■ **Text passage**:
Database Replication Explained: Techniques and Challenges


Database Replication
Introduction
The term "database replication" Most of the time, it is associated with database scaling.
Simply put, it means copying the database and placing it on different machines so we can handle the load resulting from scaling.
Before we dive into replication methods, let’s go over some important terms.
Leader and Follower
Basically, in database replication, we use the term “Leader” for the database instance that the user writes to directly and, in some cases, may reads from. The “Follower” refers to the database instance that the user reads from.
But wait, how do we ensure consistency when reading from the Follower? Well, to achieve the consistency that a single database instance provides, we will face challenges, but we are forced to find a solution to handle the load, remember?
However, the Leader simply writes to the followers. So, it’s basically like this:
And when we talk about communication between two nodes via network, this is where sync and async come in.
Synchronous vs Asynchronous Replication
The replication happens in two ways sync and async, each one has advantage and disadvantage
Lets take a look on the following diagram that showing a user making an update query on a point of time then the leader store the data and send it to two followers, one in a sync way and another for async way (this way is called semi-synchronous), we see that the user gets a feedback before the second follower store the data
So from the diagram We can conclude some advantages and disadvantages for both ways,
Synchronous way
Advantages:
The follower is guaranteed to have an up-to-date copy of the data (Consistency)
If the leader fails for any reason, we can easily replace it with any synchronous follower
Disadvantages:
The user has to wait until all synchronous followers are updated
If a follower fails for any reason, the leader has to wait until the follower becomes available again, which can lead to a completely system failure
Asynchronous way
Advantages:
The user doesn’t have to wait until all asynchronous followers are updated (Availability)
If an asynchronous follower fails, we can simply ignore it, and once it becomes available again, it’s easy to bring it up-to-date (check follower failure)
Disadvantages:
- If the leader fails for any reason, it’s a big problem because there’s no guarantee that the follower replica we promote to leader will have an up-to-date copy of the data
The disadvantages of the synchronous way make it impractical to have all followers synchronized, In practice, enabling synchronous replication in a database typically means one follower is synchronous, while the others are asynchronous. This is sometimes called semi-synchronous.
However a full asynchronous way is often used in “Single-Leader replication” method, this is mean a write is not guaranteed to be durable even if it has been confirmed to the client.
Weakening durability may sound like a bad trade-off, but it’s widely used, especially when there are many followers or they are geographically distributed
Follower Failure
Any node in the system can go down, So we need to ask: what if a Follower down? How do we bring it back?
Actually, each Follower keeps a log of data changes on its local disk. So, if the Follower fails, it can recover easily from its log, then reconnecting to the Leader and requesting the data changes that occurred while it was disconnected, this way called “Catch-up recovery”, Bringing the Follower back sounds easy, but what about the Leader?
Leader Failure
As we said, any node in the system can go down, so let’s think about the leader.
If the leader fails we need one of the follower that is up-to date with the leader(synchronized) to be promoted to be the new leader, so the system needs to reconfigure to send the writes to the new leader and the followers need to start consuming the data changes from the new leader, this process called “Failover”.

■ **Given entries**:
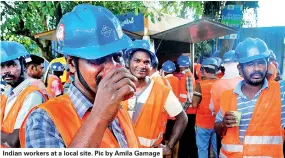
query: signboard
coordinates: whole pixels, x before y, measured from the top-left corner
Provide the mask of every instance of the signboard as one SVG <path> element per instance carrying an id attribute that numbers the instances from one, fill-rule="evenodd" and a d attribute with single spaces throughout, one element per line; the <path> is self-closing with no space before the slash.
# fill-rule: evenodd
<path id="1" fill-rule="evenodd" d="M 133 12 L 117 15 L 124 30 L 139 32 L 144 30 L 144 16 L 142 13 L 135 15 Z"/>
<path id="2" fill-rule="evenodd" d="M 222 9 L 222 24 L 239 29 L 242 22 L 242 5 L 226 5 Z M 220 39 L 237 39 L 237 34 L 230 34 L 220 37 Z"/>

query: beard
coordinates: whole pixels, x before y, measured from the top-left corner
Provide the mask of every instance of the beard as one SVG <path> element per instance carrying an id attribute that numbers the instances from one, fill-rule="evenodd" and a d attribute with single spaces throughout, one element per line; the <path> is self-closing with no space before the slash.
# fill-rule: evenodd
<path id="1" fill-rule="evenodd" d="M 257 81 L 253 81 L 251 80 L 251 78 L 254 76 L 254 75 L 260 75 L 261 76 L 261 80 L 257 80 Z M 263 73 L 263 72 L 260 72 L 260 71 L 257 71 L 257 72 L 253 72 L 248 76 L 244 75 L 244 81 L 252 86 L 260 86 L 261 84 L 264 83 L 264 80 L 265 80 L 265 74 L 266 73 Z"/>
<path id="2" fill-rule="evenodd" d="M 5 80 L 5 78 L 12 78 L 12 80 Z M 20 76 L 18 80 L 15 80 L 16 76 L 10 74 L 3 75 L 2 79 L 14 88 L 17 87 L 22 81 L 24 81 L 24 78 L 22 76 Z"/>

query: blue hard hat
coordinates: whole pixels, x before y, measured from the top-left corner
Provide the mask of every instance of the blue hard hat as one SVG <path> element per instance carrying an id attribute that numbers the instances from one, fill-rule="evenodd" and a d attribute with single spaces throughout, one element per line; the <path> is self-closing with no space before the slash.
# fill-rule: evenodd
<path id="1" fill-rule="evenodd" d="M 162 64 L 162 70 L 167 73 L 172 73 L 175 71 L 175 69 L 176 69 L 175 64 L 170 60 L 167 60 Z"/>
<path id="2" fill-rule="evenodd" d="M 234 50 L 230 50 L 223 55 L 223 63 L 237 62 L 236 54 Z"/>
<path id="3" fill-rule="evenodd" d="M 269 58 L 273 59 L 273 60 L 277 60 L 276 55 L 274 54 L 274 52 L 271 49 L 269 49 L 269 51 L 270 51 Z"/>
<path id="4" fill-rule="evenodd" d="M 235 52 L 239 63 L 268 58 L 270 55 L 266 43 L 259 38 L 246 38 L 237 45 Z"/>
<path id="5" fill-rule="evenodd" d="M 206 65 L 213 65 L 213 66 L 216 66 L 217 68 L 219 67 L 218 61 L 213 57 L 206 58 L 203 60 L 202 67 Z"/>
<path id="6" fill-rule="evenodd" d="M 51 66 L 50 66 L 50 70 L 51 71 L 61 71 L 63 72 L 64 71 L 64 65 L 60 62 L 55 62 L 55 63 L 52 63 Z"/>
<path id="7" fill-rule="evenodd" d="M 150 59 L 151 59 L 151 65 L 154 67 L 158 65 L 158 59 L 154 52 L 150 50 L 150 44 L 147 40 L 135 40 L 133 42 L 133 45 L 129 47 L 125 53 L 128 54 L 128 57 L 130 57 L 131 53 L 134 53 L 136 50 L 142 49 L 145 52 L 149 53 Z"/>
<path id="8" fill-rule="evenodd" d="M 1 41 L 1 63 L 29 56 L 26 48 L 18 42 Z"/>
<path id="9" fill-rule="evenodd" d="M 83 59 L 98 59 L 131 46 L 120 21 L 108 9 L 80 4 L 65 14 L 56 30 L 58 52 Z"/>
<path id="10" fill-rule="evenodd" d="M 181 55 L 177 59 L 177 64 L 179 65 L 179 67 L 189 67 L 189 65 L 191 65 L 191 60 L 188 56 Z"/>
<path id="11" fill-rule="evenodd" d="M 222 64 L 222 59 L 221 59 L 221 58 L 219 58 L 219 57 L 213 57 L 213 58 L 217 60 L 218 67 L 220 67 L 220 66 L 221 66 L 221 64 Z"/>

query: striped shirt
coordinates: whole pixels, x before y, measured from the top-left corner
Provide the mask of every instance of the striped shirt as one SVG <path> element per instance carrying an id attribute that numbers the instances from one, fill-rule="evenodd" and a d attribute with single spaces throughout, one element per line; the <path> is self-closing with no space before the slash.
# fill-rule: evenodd
<path id="1" fill-rule="evenodd" d="M 80 118 L 93 107 L 93 104 L 73 85 L 70 84 L 67 92 Z M 121 148 L 127 148 L 125 134 L 117 118 L 109 124 Z M 55 124 L 43 109 L 36 109 L 28 117 L 26 124 L 26 148 L 64 148 L 66 147 Z"/>
<path id="2" fill-rule="evenodd" d="M 236 88 L 234 89 L 234 93 L 238 95 L 237 97 L 237 108 L 238 111 L 242 113 L 241 115 L 241 120 L 240 120 L 240 125 L 239 125 L 239 138 L 240 141 L 243 142 L 244 140 L 244 135 L 245 132 L 248 128 L 248 125 L 250 123 L 250 120 L 252 118 L 252 114 L 254 111 L 255 104 L 260 96 L 260 93 L 268 88 L 268 81 L 265 79 L 264 84 L 262 88 L 255 94 L 255 96 L 249 100 L 241 91 L 241 87 L 244 84 L 244 81 L 241 81 L 238 83 Z M 281 101 L 282 101 L 282 112 L 281 112 L 281 123 L 282 123 L 282 128 L 285 127 L 285 87 L 284 87 L 285 82 L 281 81 L 280 82 L 280 90 L 281 90 Z M 223 120 L 222 116 L 222 111 L 220 110 L 219 113 L 216 116 L 216 122 L 221 122 Z"/>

■ **Instructions**:
A) List every term the database replication text places in quotation marks.
B) According to the database replication text, what does each Follower keep on its local disk?
C) Rewrite the part of the database replication text that begins at the words "If the leader fails for any reason, we" and stops after "are updated (Availability)", replacing "leader" with "primary".
The rows are not needed here.

■ **The responses**:
A) database replication, Leader, Follower, Single-Leader replication, Catch-up recovery, Failover

B) A log of data changes.

C)
If the primary fails for any reason, we can easily replace it with any synchronous follower
Disadvantages:
The user has to wait until all synchronous followers are updated
If a follower fails for any reason, the primary has to wait until the follower becomes available again, which can lead to a completely system failure
Asynchronous way
Advantages:
The user doesn’t have to wait until all asynchronous followers are updated (Availability)